AIM
Swap "drop one dot" for "place one point" throughout the items below and write them out again, leaving everything else unchanged.

RECORDS FOR PROCESSING
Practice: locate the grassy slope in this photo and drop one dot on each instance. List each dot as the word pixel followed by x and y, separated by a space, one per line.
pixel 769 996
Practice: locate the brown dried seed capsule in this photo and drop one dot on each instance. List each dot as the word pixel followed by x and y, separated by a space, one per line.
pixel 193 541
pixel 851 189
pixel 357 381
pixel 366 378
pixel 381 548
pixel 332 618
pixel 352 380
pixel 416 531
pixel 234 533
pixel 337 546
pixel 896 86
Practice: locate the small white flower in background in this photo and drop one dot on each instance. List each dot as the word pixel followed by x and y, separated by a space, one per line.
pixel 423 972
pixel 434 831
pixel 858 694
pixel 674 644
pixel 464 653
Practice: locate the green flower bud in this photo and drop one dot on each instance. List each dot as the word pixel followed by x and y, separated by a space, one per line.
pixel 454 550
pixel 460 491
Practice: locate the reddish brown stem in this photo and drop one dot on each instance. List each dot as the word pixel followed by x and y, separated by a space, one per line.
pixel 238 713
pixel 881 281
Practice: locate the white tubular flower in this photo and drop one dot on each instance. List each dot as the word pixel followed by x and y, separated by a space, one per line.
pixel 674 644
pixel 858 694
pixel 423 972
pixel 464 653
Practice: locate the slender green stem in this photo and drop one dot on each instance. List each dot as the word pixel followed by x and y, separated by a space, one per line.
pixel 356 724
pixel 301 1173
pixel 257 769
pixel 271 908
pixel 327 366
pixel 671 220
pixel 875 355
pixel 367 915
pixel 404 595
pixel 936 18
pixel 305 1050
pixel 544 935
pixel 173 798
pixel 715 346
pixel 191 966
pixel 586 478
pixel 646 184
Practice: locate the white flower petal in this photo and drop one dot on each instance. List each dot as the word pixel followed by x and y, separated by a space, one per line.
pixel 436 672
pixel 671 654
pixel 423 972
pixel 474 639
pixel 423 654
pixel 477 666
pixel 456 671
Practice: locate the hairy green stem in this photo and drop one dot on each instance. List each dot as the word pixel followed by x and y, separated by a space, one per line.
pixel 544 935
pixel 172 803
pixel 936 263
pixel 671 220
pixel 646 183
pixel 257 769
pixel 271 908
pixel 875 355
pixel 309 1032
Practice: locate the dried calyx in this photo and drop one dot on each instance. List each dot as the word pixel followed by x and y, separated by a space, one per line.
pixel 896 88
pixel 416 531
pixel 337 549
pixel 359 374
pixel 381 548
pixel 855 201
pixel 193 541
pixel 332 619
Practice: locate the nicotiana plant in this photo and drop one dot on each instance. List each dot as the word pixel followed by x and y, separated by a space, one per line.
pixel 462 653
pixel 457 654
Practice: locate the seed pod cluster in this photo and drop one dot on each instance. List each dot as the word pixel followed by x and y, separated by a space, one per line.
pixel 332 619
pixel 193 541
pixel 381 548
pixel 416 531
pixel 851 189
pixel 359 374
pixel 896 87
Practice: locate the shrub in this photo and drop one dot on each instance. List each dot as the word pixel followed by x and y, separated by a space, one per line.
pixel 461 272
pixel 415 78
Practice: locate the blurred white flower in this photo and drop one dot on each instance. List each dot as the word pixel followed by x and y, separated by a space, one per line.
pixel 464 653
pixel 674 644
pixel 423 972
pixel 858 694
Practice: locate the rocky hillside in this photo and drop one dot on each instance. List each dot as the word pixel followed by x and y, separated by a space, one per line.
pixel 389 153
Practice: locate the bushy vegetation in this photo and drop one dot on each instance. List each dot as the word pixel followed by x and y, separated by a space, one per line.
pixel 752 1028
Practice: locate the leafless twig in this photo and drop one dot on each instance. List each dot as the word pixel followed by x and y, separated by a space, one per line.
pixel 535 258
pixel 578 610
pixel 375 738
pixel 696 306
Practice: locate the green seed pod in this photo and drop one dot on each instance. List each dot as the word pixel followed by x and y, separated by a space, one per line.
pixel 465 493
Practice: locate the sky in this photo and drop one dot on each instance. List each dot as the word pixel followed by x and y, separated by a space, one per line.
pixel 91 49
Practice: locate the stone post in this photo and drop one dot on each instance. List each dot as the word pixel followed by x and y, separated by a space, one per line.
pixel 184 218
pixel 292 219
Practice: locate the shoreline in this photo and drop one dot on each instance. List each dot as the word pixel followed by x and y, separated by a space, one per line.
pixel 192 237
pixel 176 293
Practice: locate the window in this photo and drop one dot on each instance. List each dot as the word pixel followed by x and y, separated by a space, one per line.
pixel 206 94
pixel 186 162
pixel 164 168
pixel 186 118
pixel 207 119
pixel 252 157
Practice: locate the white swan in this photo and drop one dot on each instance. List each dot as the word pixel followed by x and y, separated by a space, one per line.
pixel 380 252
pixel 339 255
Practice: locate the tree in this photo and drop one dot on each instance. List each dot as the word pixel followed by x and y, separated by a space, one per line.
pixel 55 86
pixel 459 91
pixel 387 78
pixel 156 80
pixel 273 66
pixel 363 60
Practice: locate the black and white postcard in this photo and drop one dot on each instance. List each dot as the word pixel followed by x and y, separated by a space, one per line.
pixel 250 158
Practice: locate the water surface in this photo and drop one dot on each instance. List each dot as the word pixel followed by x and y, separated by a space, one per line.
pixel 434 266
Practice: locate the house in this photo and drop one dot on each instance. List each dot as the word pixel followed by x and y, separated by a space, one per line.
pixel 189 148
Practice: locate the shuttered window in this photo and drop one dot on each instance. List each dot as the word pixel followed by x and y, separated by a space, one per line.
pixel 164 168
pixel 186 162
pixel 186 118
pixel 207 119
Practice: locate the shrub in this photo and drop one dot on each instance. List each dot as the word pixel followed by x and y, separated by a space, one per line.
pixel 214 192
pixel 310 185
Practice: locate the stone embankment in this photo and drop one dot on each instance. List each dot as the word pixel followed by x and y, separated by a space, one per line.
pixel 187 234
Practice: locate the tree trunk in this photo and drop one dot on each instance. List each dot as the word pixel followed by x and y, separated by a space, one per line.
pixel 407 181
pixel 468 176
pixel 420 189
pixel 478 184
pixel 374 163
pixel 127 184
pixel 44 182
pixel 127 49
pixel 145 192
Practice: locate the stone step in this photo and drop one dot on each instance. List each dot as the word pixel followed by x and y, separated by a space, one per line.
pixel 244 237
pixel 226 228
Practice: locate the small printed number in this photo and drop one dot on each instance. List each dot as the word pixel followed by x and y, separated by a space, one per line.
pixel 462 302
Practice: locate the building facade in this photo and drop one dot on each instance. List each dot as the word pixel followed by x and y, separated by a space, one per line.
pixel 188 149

SOLUTION
Practice: locate the grassy slope in this photo and place one point on each instance. List each dot as the word pixel followed by x and y, separated by a space, one per line.
pixel 769 996
Practice: locate the brown dried seed capsule in this photo and place one point on each instance. List each dot as the word pixel followed by x and y, separated by a space, one per line.
pixel 193 541
pixel 851 189
pixel 357 381
pixel 366 378
pixel 381 548
pixel 332 618
pixel 352 380
pixel 416 531
pixel 234 533
pixel 337 546
pixel 896 86
Practice: locate the small white flower in background in this photo and place one point on each instance. List each dot as the word pixel followed by x and y, separated by a space, one per line.
pixel 423 972
pixel 434 831
pixel 858 694
pixel 674 644
pixel 464 653
Practice: locate the green flower bud in this photo and place one point on each instance. List each dot as the word pixel followed by x and y, separated by a space, one per line.
pixel 454 550
pixel 460 491
Practice: locate the reddish brown stem in this photo and place one point on each instance. List each dot as the word pixel followed by x and y, separated by a space, one per line.
pixel 238 713
pixel 881 281
Practice: locate the white tubular flower in this photo and place one point on each instance. List each dot as the word pixel followed by x and y, separated by a space, one per line.
pixel 674 644
pixel 858 694
pixel 423 972
pixel 464 653
Practice: locate the slender green stem in this photo and place one point on each instance. List each dot as the word pixel followed by x and y, separated by a space, one per line.
pixel 356 724
pixel 301 1173
pixel 257 769
pixel 271 908
pixel 327 366
pixel 671 220
pixel 875 355
pixel 367 915
pixel 404 595
pixel 936 18
pixel 305 1050
pixel 544 935
pixel 173 798
pixel 715 346
pixel 191 966
pixel 586 478
pixel 646 184
Practice: locate the white flower petal in this photo and place one point on each instance. List each dot as the word pixel followed by x and y, separated by a space, one per line.
pixel 436 672
pixel 671 654
pixel 423 972
pixel 474 639
pixel 423 654
pixel 477 666
pixel 456 671
Practice: locate the hairy green stem in this photo and place one point on each instance. List each dot as the word pixel followed by x and y, separated by a space, one per line.
pixel 544 935
pixel 172 803
pixel 936 263
pixel 671 220
pixel 646 183
pixel 257 769
pixel 271 908
pixel 875 355
pixel 309 1032
Practice: locate the dried calyx in this photo and place one point on each instance. List each dot as the word pixel followed by x and y, separated by a space, one per line.
pixel 896 88
pixel 416 531
pixel 337 549
pixel 359 374
pixel 381 548
pixel 855 201
pixel 193 541
pixel 332 619
Practice: locate the nicotiana plant in this photo and place one point on each instance. List each dot as the word pixel followed by x and y, separated by a space, one per line.
pixel 462 653
pixel 457 654
Practice: locate the seed pod cluster in this photo and place one point on each instance. List each dot as the word pixel followed by x and y, separated by a space, one per line.
pixel 332 619
pixel 193 541
pixel 381 548
pixel 416 531
pixel 851 189
pixel 359 374
pixel 896 87
Practice: locate the shrub in this photo and place one point on each instance. List each dot as the word pixel followed by x and y, separated by a space, one per line.
pixel 461 272
pixel 415 78
Practice: locate the blurred white flower in this photo and place one point on each instance. List each dot as the word pixel followed by x and y, separated by a space, one per line.
pixel 464 653
pixel 674 644
pixel 423 972
pixel 858 694
Practice: locate the rocky hillside in this photo and place one point on each instance. List each dot as the word pixel followed by x and y, separated by a space, one per line.
pixel 389 153
Practice: locate the bushy vegetation in this photo and place one point on each instance. List each dot as the word pixel followed by x and y, separated by a space, one per line.
pixel 752 1028
Practice: locate the leafless twig in this photo and place one point on each instance. List each dot as the word pixel followed by x and y, separated by a space, one per line.
pixel 535 258
pixel 578 610
pixel 375 738
pixel 696 306
Practice: locate the green seed pod in this photo and place one point on each instance. List each dot as the word pixel followed by x and y, separated by a space, one per line.
pixel 465 493
Practice: locate the sky in this photo and place one point on each instance. List each dot as the word pixel followed by x and y, separated by a space, one per line.
pixel 91 49
Practice: locate the stone post in this photo and place one point on each instance. List each dot as the word pixel followed by x and y, separated by a space, one per line.
pixel 184 218
pixel 292 219
Practice: locate the shoreline in this photo and place one point on each instance. List each dot as the word pixel followed by x and y, separated by a space, one per line.
pixel 192 237
pixel 176 293
Practice: locate the window in this photo and place one point on each instance. List each dot as the word pixel followed by x and y, separated by a space, one per line.
pixel 206 94
pixel 186 162
pixel 164 168
pixel 186 118
pixel 207 119
pixel 252 157
Practice: locate the white swan in this photo and place one point on each instance. List each dot as the word pixel followed by x and y, separated by a space, one per line.
pixel 380 252
pixel 339 255
Practice: locate the tree in this photo and place one point on each instance. List each dot as the word pixel followed by x and y, separated by a space, one per line.
pixel 55 86
pixel 459 91
pixel 387 78
pixel 156 80
pixel 273 66
pixel 363 60
Practice: locate the black and white postcard in this photo and place one point on each instance. List each dot as the word pixel followed by x and y, separated by a space, one per line.
pixel 250 158
Practice: locate the water surface in this photo and place one point on each instance. List each dot as the word pixel followed by x and y, separated by a space, one per line.
pixel 434 266
Practice: locate the house in this photo and place one point on each instance. List each dot as the word pixel followed by x and y, separated by a space, one per line.
pixel 189 148
Practice: locate the shuttered window in this photo and place one point on each instance. List each dot as the word pixel followed by x and y, separated by a space, one per line.
pixel 164 168
pixel 186 162
pixel 186 118
pixel 207 119
Practice: locate the shrub in this photo and place one point on each instance. List each dot as the word pixel followed by x and y, separated by a space, one per line.
pixel 214 192
pixel 310 185
Practice: locate the stone embankment in this photo and place one point on each instance. List each dot as the word pixel followed by x and y, separated by a space, one per line.
pixel 187 234
Practice: locate the tree trunk in this photo and place one point on each instance. List each dot as the word pixel followed by x and y, separated by a space, one per line.
pixel 407 181
pixel 468 176
pixel 420 189
pixel 478 184
pixel 374 163
pixel 127 184
pixel 44 182
pixel 127 49
pixel 145 192
Practice: locate the stone step in this photo and place one point on each instance. List each dot as the word pixel followed by x and y, separated by a space, one per line.
pixel 244 237
pixel 226 228
Practice: locate the small printed number in this photo and place one point on each instance. List each dot as the word pixel followed by x and y, separated by a space, one per line.
pixel 462 302
Practice: locate the building facade in this photo and place one point on each instance. List each dot as the word pixel followed by x and y, separated by a space, one per line.
pixel 188 149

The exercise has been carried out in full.